| Tasks to carry out |
(A) Answer these questions from the passage on Cicero:
(i) Whose phrase does the passage borrow to describe Cicero's "ribbing"?
(ii) In what year was the conspiracy exposed?
(iii) Who was Rome's most successful general at the time Cicero restored their friendship?
(B) According to the passage on Cicero, why did Julius Caesar turn against Cicero? Answer in one to three sentences.
(C) List every person the passage on Cicero names other than Cicero himself.

| Source passage |
● ● ● ● ●

His "ribbing" of others --sometime just criticism; sometimes (to borrow a phrase from Dorothy Parker /1/) simply calisthenics with words, set powerful men against Cicero. Wealthy Crassus had been an important ally in exposing and routing out the conspiracy in 63 B.C., but Crassus' wealth was not always honorably gotten and Cicero censured him, thus creating, in the richest man in Rome, a formidable enemy. Cicero, needing powerful friends, attached to Julius Caesar, but, flattered by the disreputable and destructive Clodius, he deserted Caesar, who, feeling ill-used turned against Cicero and, in turn, turned Pompey against Cicero as well. This left Cicero with the most powerful men in Rome all arrayed against him. (Life of Cicero, 30)

He did manage to restore a friendship with Pompey the Great, at the time Rome's most successful general. But by then Pompey's star was sinking as Caesar's rose and the alliance merely further separated Cicero from the powerful Caesar. Pompey made not much use of Cicero in any event. And Cicero's old habit of wise-cracking popped up again, hindering his advance in Pompey's service. (Life of Cicero, 38)

● ● ● ● ●

Saved entries

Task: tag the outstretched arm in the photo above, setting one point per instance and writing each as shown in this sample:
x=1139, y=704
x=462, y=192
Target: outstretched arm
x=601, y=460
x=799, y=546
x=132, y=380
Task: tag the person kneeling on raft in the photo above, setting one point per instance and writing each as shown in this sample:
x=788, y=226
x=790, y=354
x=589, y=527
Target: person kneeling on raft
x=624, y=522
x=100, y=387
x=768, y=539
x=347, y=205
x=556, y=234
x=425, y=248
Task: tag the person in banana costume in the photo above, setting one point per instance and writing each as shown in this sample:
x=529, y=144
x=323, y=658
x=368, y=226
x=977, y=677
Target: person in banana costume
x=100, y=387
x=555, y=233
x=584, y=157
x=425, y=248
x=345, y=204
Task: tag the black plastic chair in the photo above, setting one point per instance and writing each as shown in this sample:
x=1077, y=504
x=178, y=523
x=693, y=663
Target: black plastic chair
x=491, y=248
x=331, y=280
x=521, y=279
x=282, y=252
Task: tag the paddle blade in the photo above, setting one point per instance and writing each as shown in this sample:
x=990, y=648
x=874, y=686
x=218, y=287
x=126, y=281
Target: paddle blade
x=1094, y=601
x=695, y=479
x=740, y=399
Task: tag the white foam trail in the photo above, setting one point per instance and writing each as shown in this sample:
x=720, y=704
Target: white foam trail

● ● ● ● ●

| Solved problems |
(A)
(i) Dorothy Parker's
(ii) 63 B.C.
(iii) Pompey the Great

(B) Clodius flattered Cicero, and Cicero deserted Caesar, to whom he had attached himself. Caesar felt ill-used and turned against him.

(C) Dorothy Parker, Crassus, Julius Caesar, Clodius, Pompey